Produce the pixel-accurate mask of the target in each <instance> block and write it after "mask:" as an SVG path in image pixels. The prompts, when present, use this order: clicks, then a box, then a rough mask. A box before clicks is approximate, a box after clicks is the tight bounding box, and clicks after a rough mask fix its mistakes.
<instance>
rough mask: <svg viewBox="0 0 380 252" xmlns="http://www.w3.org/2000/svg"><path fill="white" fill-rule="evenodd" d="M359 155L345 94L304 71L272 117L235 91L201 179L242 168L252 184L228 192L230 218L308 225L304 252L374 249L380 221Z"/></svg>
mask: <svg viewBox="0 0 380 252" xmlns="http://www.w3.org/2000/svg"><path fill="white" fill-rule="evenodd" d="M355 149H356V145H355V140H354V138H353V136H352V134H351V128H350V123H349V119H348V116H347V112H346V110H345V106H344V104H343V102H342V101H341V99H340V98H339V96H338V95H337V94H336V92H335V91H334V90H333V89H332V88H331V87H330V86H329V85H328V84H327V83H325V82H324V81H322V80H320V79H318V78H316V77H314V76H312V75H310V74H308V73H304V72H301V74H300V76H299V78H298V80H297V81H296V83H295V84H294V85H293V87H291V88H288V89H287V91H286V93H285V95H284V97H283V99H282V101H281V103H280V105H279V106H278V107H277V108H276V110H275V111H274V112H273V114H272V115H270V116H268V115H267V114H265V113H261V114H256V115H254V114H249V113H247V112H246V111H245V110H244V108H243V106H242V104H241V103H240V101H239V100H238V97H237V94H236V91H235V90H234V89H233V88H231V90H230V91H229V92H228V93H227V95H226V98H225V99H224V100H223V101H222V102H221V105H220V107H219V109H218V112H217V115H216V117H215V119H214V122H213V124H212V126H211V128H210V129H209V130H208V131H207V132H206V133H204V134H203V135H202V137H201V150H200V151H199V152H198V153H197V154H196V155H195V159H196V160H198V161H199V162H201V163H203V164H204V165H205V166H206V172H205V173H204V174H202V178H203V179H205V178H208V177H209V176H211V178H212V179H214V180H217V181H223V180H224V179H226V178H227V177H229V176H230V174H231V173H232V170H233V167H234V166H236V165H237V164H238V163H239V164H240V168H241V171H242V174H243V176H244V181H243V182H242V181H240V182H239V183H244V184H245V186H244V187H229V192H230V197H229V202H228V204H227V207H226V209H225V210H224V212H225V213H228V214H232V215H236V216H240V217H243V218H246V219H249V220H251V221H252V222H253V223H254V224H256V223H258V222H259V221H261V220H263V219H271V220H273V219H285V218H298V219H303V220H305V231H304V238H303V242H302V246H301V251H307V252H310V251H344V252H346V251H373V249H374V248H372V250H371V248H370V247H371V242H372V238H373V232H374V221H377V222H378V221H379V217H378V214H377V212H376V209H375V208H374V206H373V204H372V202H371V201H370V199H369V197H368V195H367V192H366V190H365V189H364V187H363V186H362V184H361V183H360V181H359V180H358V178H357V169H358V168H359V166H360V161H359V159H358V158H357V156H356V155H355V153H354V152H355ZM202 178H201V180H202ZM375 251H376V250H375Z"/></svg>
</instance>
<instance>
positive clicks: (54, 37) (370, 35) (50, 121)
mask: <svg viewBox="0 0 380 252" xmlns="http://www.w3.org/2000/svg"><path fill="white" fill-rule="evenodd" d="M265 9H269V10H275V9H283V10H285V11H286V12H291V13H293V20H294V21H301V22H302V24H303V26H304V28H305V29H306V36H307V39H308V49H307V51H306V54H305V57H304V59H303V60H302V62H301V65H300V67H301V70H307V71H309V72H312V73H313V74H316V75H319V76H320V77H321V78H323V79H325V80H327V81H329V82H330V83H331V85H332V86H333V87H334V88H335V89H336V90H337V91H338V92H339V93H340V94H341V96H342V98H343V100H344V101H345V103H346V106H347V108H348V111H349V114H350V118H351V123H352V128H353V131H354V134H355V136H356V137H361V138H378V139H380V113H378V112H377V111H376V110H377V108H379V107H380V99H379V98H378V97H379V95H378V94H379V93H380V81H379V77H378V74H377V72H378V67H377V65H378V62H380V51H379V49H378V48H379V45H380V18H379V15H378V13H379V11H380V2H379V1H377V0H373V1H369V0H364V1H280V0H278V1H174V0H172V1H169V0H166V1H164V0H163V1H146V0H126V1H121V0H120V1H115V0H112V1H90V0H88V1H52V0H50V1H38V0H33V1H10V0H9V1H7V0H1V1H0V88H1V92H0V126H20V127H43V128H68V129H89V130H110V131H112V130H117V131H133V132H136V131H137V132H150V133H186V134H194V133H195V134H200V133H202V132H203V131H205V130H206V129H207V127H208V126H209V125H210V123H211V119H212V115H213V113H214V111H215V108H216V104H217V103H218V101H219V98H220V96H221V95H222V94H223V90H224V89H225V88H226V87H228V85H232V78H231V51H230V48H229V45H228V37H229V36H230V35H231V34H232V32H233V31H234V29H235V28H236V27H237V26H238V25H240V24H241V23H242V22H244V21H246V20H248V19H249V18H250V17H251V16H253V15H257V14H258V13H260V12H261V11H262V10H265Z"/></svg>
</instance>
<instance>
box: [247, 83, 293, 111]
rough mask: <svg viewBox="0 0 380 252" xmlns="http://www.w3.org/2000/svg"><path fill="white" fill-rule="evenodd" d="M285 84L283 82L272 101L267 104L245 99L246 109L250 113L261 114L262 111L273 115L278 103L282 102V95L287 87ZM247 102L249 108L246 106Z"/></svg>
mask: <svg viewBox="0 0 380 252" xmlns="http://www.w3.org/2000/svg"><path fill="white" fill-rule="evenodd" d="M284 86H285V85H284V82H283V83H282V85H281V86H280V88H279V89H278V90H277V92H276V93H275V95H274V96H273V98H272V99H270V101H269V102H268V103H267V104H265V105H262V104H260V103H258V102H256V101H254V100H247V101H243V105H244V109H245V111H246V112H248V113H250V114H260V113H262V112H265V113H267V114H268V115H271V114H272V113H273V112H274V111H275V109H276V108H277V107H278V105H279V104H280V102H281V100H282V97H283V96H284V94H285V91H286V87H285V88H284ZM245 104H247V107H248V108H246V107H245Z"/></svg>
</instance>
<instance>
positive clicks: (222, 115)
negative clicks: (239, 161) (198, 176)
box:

Task objective
Reproduce all of the records precisely. No word may differ.

Answer space
Produce the pixel-accurate mask of the target in each <instance> block and write it after "mask:" as an SVG path in image pixels. The prompts, when present, use this order: clicks, then a box, then a rough mask. A box before clicks is approximate, a box after clicks is the tight bounding box, and clicks after a rough mask fix its mistakes.
<instance>
rough mask: <svg viewBox="0 0 380 252" xmlns="http://www.w3.org/2000/svg"><path fill="white" fill-rule="evenodd" d="M359 155L345 94L304 71L272 117L235 91L201 179L242 168L252 184L228 192L230 218L308 225L304 252L374 249L380 221Z"/></svg>
mask: <svg viewBox="0 0 380 252" xmlns="http://www.w3.org/2000/svg"><path fill="white" fill-rule="evenodd" d="M355 149H356V145H355V140H354V138H353V136H352V134H351V128H350V123H349V119H348V116H347V112H346V110H345V106H344V104H343V102H342V101H341V99H340V98H339V96H338V95H337V94H336V92H335V91H334V90H333V89H332V88H331V87H330V86H329V85H328V84H327V83H325V82H324V81H322V80H320V79H318V78H316V77H314V76H312V75H310V74H308V73H304V72H301V74H300V76H299V78H298V80H297V81H296V83H295V84H294V85H293V87H291V88H288V89H287V91H286V93H285V95H284V97H283V99H282V101H281V103H280V105H279V106H278V107H277V108H276V110H275V111H274V112H273V114H272V115H270V116H268V115H267V114H265V113H261V114H256V115H254V114H249V113H247V112H246V111H245V110H244V108H243V106H242V104H241V103H240V101H239V100H238V97H237V94H236V91H235V90H234V89H233V88H231V90H230V91H229V92H228V93H227V95H226V98H225V99H224V100H223V101H222V102H221V105H220V107H219V109H218V112H217V115H216V117H215V119H214V122H213V124H212V126H211V128H210V129H209V130H208V131H207V132H206V133H204V134H203V135H202V137H201V150H200V151H199V152H198V153H197V154H196V155H195V159H196V160H198V161H199V162H201V163H203V164H204V165H205V166H206V172H205V173H204V174H202V178H203V179H205V178H208V177H209V176H211V178H212V179H214V180H217V181H223V180H224V179H226V178H227V177H229V176H230V174H231V173H232V170H233V167H234V166H236V165H237V164H238V163H239V164H240V168H241V171H242V174H243V176H244V181H243V182H242V181H240V182H239V183H244V184H245V186H244V187H229V192H230V197H229V202H228V204H227V207H226V209H225V210H224V212H225V213H228V214H232V215H236V216H240V217H243V218H246V219H249V220H251V221H252V222H253V223H254V224H256V223H258V222H259V221H261V220H263V219H271V220H273V219H285V218H298V219H303V220H305V231H304V238H303V242H302V246H301V251H307V252H310V251H344V252H346V251H373V249H374V248H372V250H371V248H370V247H371V242H372V238H373V232H374V221H377V222H378V221H379V217H378V214H377V212H376V209H375V208H374V206H373V204H372V202H371V201H370V199H369V197H368V195H367V192H366V190H365V189H364V187H363V186H362V184H361V183H360V181H359V180H358V178H357V169H358V168H359V166H360V161H359V159H358V158H357V156H356V155H355V153H354V152H355ZM202 178H201V180H202ZM375 251H376V250H375Z"/></svg>
</instance>
<instance>
positive clicks: (54, 37) (370, 35) (50, 121)
mask: <svg viewBox="0 0 380 252" xmlns="http://www.w3.org/2000/svg"><path fill="white" fill-rule="evenodd" d="M265 9H269V10H275V9H283V10H285V11H286V12H291V13H293V20H294V21H301V22H302V24H303V26H304V28H305V29H306V36H307V39H308V49H307V51H306V54H305V57H304V59H303V60H302V62H301V65H300V67H301V70H307V71H309V72H312V73H313V74H316V75H319V76H320V77H321V78H323V79H325V80H327V81H329V82H330V83H331V85H332V86H333V87H334V88H335V89H336V90H337V91H338V92H339V93H340V94H341V96H342V98H343V100H344V101H345V103H346V106H347V108H348V111H349V114H350V118H351V123H352V128H353V131H354V134H355V136H356V137H361V138H378V139H380V113H378V112H377V111H376V110H377V108H379V107H380V99H379V98H378V97H379V95H378V94H379V93H380V81H379V77H378V74H377V72H378V67H377V65H378V62H380V51H379V49H378V48H379V45H380V18H379V15H378V13H379V11H380V2H379V1H377V0H373V1H369V0H364V1H280V0H278V1H174V0H172V1H169V0H166V1H164V0H163V1H146V0H126V1H121V0H120V1H115V0H112V1H90V0H88V1H52V0H50V1H38V0H33V1H10V0H9V1H7V0H1V1H0V88H1V92H0V126H20V127H43V128H68V129H89V130H110V131H112V130H117V131H133V132H136V131H137V132H150V133H186V134H194V133H195V134H200V133H202V132H203V131H205V130H206V129H207V127H208V126H209V125H210V123H211V119H212V115H213V113H214V111H215V108H216V104H217V103H218V101H219V98H220V96H221V95H222V94H223V90H224V89H225V88H226V87H228V85H232V78H231V51H230V48H229V45H228V37H229V36H230V35H231V34H232V32H233V31H234V29H235V28H236V27H237V26H238V25H240V24H241V23H242V22H244V21H246V20H248V19H249V18H250V17H251V16H253V15H257V14H258V13H260V12H261V11H262V10H265Z"/></svg>
</instance>
<instance>
box: [247, 83, 293, 111]
rough mask: <svg viewBox="0 0 380 252" xmlns="http://www.w3.org/2000/svg"><path fill="white" fill-rule="evenodd" d="M285 84L283 82L272 101L267 104L245 99L246 109L250 113L261 114L262 111L273 115L278 103L282 102V95L287 87ZM247 102L249 108L246 106Z"/></svg>
mask: <svg viewBox="0 0 380 252" xmlns="http://www.w3.org/2000/svg"><path fill="white" fill-rule="evenodd" d="M284 86H285V85H284V82H283V83H282V85H281V86H280V88H279V89H278V90H277V92H276V93H275V95H274V96H273V98H272V99H270V101H269V102H268V103H267V104H265V105H262V104H260V103H258V102H256V101H254V100H247V101H243V105H244V109H245V111H246V112H248V113H250V114H260V113H262V112H265V113H267V114H268V115H271V114H272V113H273V112H274V111H275V109H276V108H277V107H278V105H279V104H280V102H281V100H282V97H283V96H284V94H285V91H286V87H285V88H284ZM245 104H247V107H248V108H246V107H245Z"/></svg>
</instance>
<instance>
positive clicks: (222, 115)
negative clicks: (239, 161) (198, 176)
box:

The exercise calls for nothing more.